(COMPITI DA SVOLGERE)
A) Riscrivi in forma di elenco puntato il paragrafo del testo sulla «Salute per tutti» che comincia con «Il rapporto, pubblicato a marzo 2022», mantenendone i fatti principali.
B) Prosegui il testo sulla «Salute per tutti» dopo la sua ultima frase.

(TESTO DELLA PAGINA)
╔══
Il rapporto, pubblicato a marzo 2022, si concentra sui valori che dovranno indirizzare la politica e l’economia in vista di questo obiettivo. Garantire la “Salute per tutti” significa raggiungere una condizione in cui salute e benessere siano realmente accessibili ad ogni membro della comunità globale. Per far sì che un simile scopo venga realizzato, tre devono essere i valori verso cui orientare ogni scelta individuale e collettiva.

1 Salute del pianeta: preservare alcuni fondamentali beni e servizi ecosistemici (acqua e aria pulita, un clima stabile, ecosistemi sani) e non oltrepassare i confini planetari.

2 Diversità e inclusione sociale: lavorare per incrementare la coesione sociale, ridurre i fattori che causano disuguaglianze, dare valore agli elementi di diversità.

3 Salute e benessere umani: garantire che ogni persona sia posta nelle migliori condizioni per prosperare dal punto di vista fisico, mentale ed emotivo.
╚══
(Estratti di dati)
╔══
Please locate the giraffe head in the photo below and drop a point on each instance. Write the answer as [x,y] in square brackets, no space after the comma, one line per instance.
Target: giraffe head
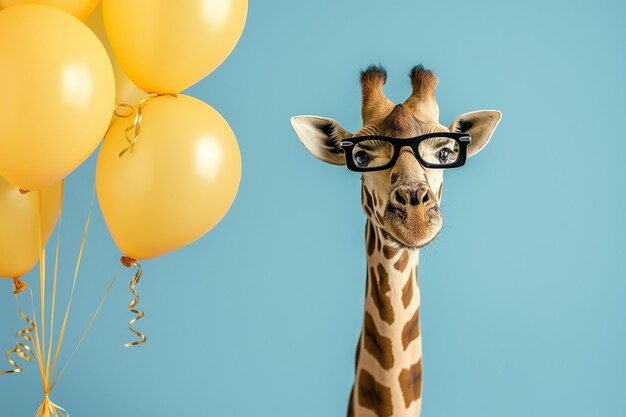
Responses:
[402,200]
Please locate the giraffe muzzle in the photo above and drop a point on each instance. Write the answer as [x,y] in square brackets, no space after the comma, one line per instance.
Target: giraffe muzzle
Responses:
[412,215]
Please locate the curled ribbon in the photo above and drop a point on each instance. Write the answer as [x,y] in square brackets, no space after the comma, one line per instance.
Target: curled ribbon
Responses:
[135,127]
[49,409]
[131,262]
[21,349]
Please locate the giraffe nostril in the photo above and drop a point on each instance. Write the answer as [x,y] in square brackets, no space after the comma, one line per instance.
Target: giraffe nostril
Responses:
[398,197]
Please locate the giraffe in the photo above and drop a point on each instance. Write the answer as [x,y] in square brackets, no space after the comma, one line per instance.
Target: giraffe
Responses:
[401,204]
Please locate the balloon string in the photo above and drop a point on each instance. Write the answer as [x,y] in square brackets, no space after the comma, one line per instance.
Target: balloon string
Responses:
[82,337]
[50,409]
[22,349]
[128,262]
[131,133]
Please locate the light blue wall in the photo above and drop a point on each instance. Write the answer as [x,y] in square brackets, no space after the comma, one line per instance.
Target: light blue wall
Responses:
[522,295]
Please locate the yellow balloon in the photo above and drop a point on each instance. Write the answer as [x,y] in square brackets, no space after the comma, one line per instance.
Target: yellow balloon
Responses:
[125,91]
[19,226]
[58,93]
[178,181]
[79,8]
[166,46]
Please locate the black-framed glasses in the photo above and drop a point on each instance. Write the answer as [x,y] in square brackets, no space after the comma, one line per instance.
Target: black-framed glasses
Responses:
[437,150]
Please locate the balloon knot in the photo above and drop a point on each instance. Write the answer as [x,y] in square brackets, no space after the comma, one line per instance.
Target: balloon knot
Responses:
[18,286]
[127,261]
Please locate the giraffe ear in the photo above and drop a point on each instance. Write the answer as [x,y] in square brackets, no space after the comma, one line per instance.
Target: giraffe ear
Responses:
[321,136]
[480,125]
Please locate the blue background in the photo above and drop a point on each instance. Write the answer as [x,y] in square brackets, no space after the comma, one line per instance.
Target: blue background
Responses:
[522,294]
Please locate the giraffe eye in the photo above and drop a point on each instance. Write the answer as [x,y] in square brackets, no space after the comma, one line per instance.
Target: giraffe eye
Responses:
[362,158]
[444,155]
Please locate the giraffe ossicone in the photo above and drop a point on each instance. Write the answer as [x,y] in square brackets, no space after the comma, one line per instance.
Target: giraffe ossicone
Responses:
[401,204]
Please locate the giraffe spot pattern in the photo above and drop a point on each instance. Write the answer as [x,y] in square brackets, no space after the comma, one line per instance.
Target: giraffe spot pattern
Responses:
[407,291]
[374,395]
[401,264]
[368,203]
[376,344]
[411,383]
[371,238]
[411,329]
[379,290]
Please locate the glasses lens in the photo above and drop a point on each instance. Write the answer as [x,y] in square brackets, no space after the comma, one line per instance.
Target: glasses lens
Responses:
[372,153]
[440,151]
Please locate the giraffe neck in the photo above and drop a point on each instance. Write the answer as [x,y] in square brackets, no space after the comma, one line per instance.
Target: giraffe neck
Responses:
[388,378]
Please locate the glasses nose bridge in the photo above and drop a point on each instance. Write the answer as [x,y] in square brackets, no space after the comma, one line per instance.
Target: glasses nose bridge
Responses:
[407,164]
[412,149]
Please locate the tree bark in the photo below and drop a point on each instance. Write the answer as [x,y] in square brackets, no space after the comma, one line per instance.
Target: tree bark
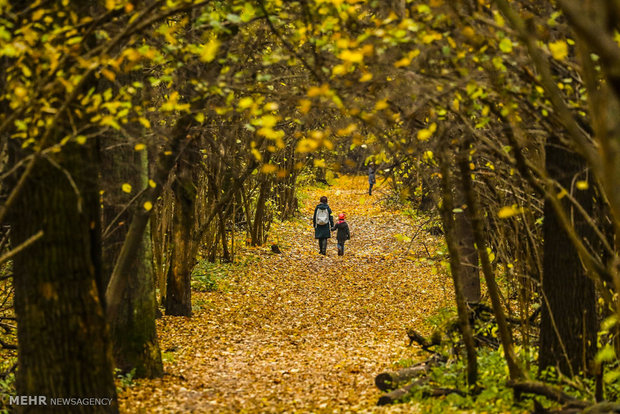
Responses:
[568,318]
[470,274]
[134,334]
[455,264]
[64,347]
[473,211]
[178,286]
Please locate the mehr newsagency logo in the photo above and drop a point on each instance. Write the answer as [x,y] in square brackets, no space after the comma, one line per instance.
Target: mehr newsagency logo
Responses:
[41,400]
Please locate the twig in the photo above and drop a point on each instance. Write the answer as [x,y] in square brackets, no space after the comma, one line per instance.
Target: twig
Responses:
[20,248]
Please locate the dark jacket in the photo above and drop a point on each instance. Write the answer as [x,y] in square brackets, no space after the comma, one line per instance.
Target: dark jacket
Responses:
[322,232]
[371,176]
[343,231]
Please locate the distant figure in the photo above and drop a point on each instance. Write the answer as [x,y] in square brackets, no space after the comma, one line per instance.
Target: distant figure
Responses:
[343,233]
[371,177]
[322,222]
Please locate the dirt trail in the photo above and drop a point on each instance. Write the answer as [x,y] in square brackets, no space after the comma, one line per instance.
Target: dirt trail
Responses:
[299,332]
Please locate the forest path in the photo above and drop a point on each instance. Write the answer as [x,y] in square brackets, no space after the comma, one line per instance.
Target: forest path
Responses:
[297,331]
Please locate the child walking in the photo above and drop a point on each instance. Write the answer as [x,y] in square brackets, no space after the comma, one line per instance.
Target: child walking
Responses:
[343,233]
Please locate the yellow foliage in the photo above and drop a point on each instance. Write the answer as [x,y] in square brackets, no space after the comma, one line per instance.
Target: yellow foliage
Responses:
[559,49]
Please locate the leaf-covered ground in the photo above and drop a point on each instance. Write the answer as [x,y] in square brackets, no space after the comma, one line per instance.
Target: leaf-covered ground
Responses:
[297,331]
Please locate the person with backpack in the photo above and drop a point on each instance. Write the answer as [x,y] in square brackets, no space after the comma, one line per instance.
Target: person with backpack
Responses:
[343,233]
[371,177]
[323,222]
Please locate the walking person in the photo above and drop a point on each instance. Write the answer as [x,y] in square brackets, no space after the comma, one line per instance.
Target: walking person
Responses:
[343,233]
[322,222]
[371,177]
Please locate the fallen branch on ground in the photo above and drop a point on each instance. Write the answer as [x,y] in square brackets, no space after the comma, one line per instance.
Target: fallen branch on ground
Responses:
[387,381]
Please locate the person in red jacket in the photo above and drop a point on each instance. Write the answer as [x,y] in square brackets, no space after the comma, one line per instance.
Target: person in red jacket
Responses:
[343,233]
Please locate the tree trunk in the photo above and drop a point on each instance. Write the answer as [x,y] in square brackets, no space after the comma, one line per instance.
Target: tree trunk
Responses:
[568,317]
[134,334]
[470,275]
[64,348]
[455,264]
[178,290]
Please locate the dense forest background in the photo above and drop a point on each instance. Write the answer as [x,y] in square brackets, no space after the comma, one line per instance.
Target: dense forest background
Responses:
[137,135]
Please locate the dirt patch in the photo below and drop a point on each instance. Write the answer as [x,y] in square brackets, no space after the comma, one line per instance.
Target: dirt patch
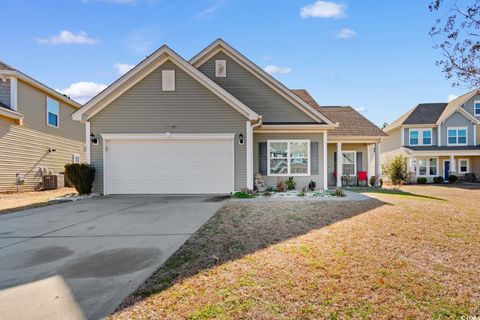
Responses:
[401,255]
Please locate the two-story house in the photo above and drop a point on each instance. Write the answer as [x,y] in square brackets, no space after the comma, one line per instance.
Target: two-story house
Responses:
[37,134]
[438,139]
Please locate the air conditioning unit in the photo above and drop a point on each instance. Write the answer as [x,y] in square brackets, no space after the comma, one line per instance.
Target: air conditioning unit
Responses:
[53,181]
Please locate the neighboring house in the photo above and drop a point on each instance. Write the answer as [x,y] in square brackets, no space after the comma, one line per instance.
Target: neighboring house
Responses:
[438,139]
[211,124]
[37,134]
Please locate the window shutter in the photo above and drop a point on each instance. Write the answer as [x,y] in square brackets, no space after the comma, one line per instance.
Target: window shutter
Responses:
[359,161]
[262,158]
[314,158]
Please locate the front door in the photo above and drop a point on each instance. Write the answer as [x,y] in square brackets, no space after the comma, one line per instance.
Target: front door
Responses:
[446,169]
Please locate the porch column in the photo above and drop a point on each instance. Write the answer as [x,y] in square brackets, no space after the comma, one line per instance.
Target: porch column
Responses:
[325,160]
[452,164]
[249,133]
[377,164]
[339,164]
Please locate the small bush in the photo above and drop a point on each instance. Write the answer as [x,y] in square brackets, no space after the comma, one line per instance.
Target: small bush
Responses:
[290,183]
[452,178]
[438,179]
[421,180]
[281,185]
[338,193]
[396,170]
[81,176]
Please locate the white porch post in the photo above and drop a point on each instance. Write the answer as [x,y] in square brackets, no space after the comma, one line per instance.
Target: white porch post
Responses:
[249,133]
[452,164]
[377,164]
[87,143]
[339,164]
[325,161]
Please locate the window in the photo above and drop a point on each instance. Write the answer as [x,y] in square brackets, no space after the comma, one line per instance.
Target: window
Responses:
[427,166]
[457,136]
[349,163]
[220,68]
[168,80]
[53,108]
[463,165]
[288,157]
[432,166]
[427,137]
[413,137]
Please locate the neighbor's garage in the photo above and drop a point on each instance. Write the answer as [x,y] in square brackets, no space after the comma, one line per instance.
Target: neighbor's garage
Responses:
[169,164]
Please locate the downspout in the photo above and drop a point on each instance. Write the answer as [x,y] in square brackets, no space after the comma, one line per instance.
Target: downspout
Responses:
[250,127]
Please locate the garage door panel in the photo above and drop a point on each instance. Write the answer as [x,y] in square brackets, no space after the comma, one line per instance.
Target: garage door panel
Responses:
[169,166]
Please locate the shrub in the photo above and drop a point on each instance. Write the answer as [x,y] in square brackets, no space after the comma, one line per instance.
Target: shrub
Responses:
[452,178]
[281,185]
[396,170]
[438,179]
[373,179]
[421,180]
[290,183]
[81,176]
[338,193]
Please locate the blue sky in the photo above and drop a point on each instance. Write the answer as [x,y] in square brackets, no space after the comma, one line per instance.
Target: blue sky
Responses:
[376,56]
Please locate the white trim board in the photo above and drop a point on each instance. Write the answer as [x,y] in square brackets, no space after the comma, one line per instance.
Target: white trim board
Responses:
[159,57]
[220,45]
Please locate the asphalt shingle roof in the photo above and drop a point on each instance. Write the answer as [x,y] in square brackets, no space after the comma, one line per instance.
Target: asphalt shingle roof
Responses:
[352,123]
[426,113]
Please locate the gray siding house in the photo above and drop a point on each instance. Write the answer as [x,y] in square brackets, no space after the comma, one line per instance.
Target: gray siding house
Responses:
[438,139]
[37,134]
[212,124]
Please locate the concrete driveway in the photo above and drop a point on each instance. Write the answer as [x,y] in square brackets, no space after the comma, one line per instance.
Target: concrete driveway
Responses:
[83,258]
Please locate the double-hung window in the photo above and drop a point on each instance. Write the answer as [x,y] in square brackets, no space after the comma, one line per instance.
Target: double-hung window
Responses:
[53,112]
[288,157]
[457,136]
[463,165]
[427,136]
[349,163]
[413,137]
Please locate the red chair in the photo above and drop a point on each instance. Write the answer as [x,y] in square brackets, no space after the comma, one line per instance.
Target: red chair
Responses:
[362,176]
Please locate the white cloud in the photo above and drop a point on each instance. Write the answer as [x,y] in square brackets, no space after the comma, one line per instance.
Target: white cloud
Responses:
[123,68]
[82,91]
[204,13]
[67,37]
[273,69]
[323,9]
[452,97]
[346,33]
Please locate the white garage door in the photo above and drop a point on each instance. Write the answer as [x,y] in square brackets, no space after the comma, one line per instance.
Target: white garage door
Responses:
[170,166]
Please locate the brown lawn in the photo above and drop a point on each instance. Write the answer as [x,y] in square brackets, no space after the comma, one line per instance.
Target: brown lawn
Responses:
[397,256]
[11,202]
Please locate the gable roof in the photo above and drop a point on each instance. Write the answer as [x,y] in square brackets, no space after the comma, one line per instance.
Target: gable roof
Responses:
[220,45]
[351,122]
[425,113]
[7,70]
[143,69]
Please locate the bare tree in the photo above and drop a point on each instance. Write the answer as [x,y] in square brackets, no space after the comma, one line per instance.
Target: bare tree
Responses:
[457,36]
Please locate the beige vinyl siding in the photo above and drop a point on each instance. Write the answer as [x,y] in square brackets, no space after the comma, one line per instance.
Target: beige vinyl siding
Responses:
[192,108]
[24,148]
[253,92]
[5,92]
[302,181]
[332,148]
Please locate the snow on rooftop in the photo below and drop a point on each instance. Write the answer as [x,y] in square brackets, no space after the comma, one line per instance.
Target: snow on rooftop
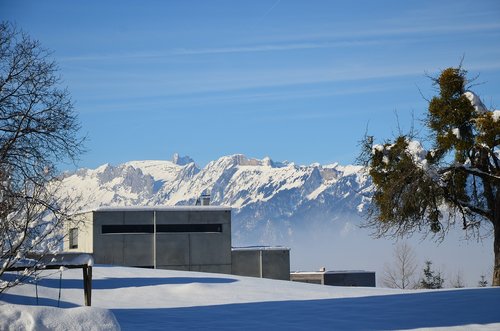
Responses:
[332,272]
[158,208]
[260,248]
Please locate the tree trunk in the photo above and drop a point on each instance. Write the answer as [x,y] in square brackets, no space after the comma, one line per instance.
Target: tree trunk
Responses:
[496,241]
[496,249]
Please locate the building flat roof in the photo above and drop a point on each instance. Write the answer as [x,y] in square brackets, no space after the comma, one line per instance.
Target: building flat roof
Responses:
[156,208]
[332,272]
[260,248]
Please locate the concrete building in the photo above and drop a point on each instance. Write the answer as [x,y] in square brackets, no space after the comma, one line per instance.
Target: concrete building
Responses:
[336,278]
[196,238]
[261,261]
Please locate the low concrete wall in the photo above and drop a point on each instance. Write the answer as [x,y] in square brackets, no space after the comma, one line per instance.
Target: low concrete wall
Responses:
[265,262]
[336,278]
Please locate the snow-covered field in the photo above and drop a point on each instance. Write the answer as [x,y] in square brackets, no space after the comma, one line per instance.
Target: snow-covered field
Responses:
[145,299]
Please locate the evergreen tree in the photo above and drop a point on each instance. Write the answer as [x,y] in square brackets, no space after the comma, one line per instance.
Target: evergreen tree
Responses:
[457,180]
[431,279]
[483,282]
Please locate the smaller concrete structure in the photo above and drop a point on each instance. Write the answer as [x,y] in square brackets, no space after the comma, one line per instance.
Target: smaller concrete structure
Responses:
[261,261]
[336,278]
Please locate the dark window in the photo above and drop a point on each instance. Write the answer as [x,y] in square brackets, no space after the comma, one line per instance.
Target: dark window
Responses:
[127,228]
[73,238]
[160,228]
[188,227]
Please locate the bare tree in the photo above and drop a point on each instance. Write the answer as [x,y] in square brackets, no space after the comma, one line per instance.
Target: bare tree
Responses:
[400,273]
[38,130]
[457,280]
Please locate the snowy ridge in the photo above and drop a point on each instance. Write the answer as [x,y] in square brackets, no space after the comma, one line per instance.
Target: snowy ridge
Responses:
[269,199]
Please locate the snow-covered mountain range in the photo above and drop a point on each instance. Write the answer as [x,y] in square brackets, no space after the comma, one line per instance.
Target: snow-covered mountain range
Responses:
[270,200]
[315,210]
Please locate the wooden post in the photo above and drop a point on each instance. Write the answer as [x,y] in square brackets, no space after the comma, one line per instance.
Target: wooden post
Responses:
[87,284]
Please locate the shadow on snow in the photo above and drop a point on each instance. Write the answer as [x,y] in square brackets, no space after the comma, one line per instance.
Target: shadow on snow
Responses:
[404,311]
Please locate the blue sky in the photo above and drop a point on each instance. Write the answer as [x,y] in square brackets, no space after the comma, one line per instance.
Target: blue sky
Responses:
[293,80]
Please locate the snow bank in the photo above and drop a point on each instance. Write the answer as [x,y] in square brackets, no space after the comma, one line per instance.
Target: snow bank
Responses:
[19,317]
[145,299]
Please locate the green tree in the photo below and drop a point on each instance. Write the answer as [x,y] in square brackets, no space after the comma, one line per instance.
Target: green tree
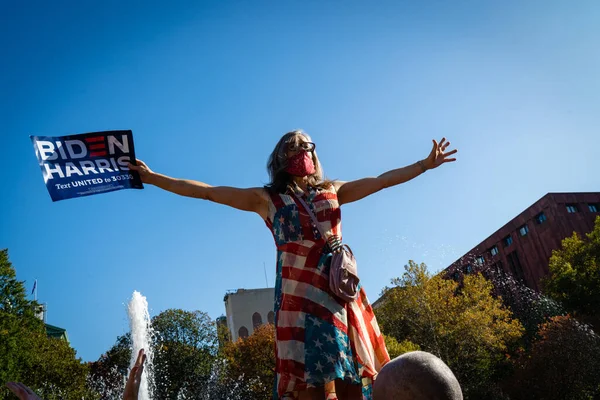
╚══
(RISPOSTE ATTESE)
A)
- Il rapporto è stato pubblicato a marzo 2022.
- Si concentra sui valori che dovranno indirizzare la politica e l'economia in vista dell'obiettivo.
- Garantire la "Salute per tutti" significa rendere salute e benessere realmente accessibili a ogni membro della comunità globale.
- Per realizzare questo scopo, ogni scelta individuale e collettiva va orientata verso tre valori.

B)
Il primo passo di questo cambiamento di paradigma deve riguardare i valori fondanti del nostro sistema economico. “Confondere prezzo e valore e perseguire una crescita economica infinita” rende impossibile, infatti, comprendere quali sono gli elementi veramente necessari per far sì che la “salute per tutti” divenga realtà. In effetti, il sistema economico attualmente dominante è affetto da una “ossessione patologica per il Pil”, ritenuto l’unica misura del progresso, che tuttavia contiene in sé una ineliminabile perversione: premia una crescita che è resa possibile dalla distruzione dell’ambiente e dall’aumento delle diseguaglianze, trascurando completamente ciò che ha veramente valore – ciò che, in altri termini, contribuirebbe a tutelare la salute umana e del pianeta.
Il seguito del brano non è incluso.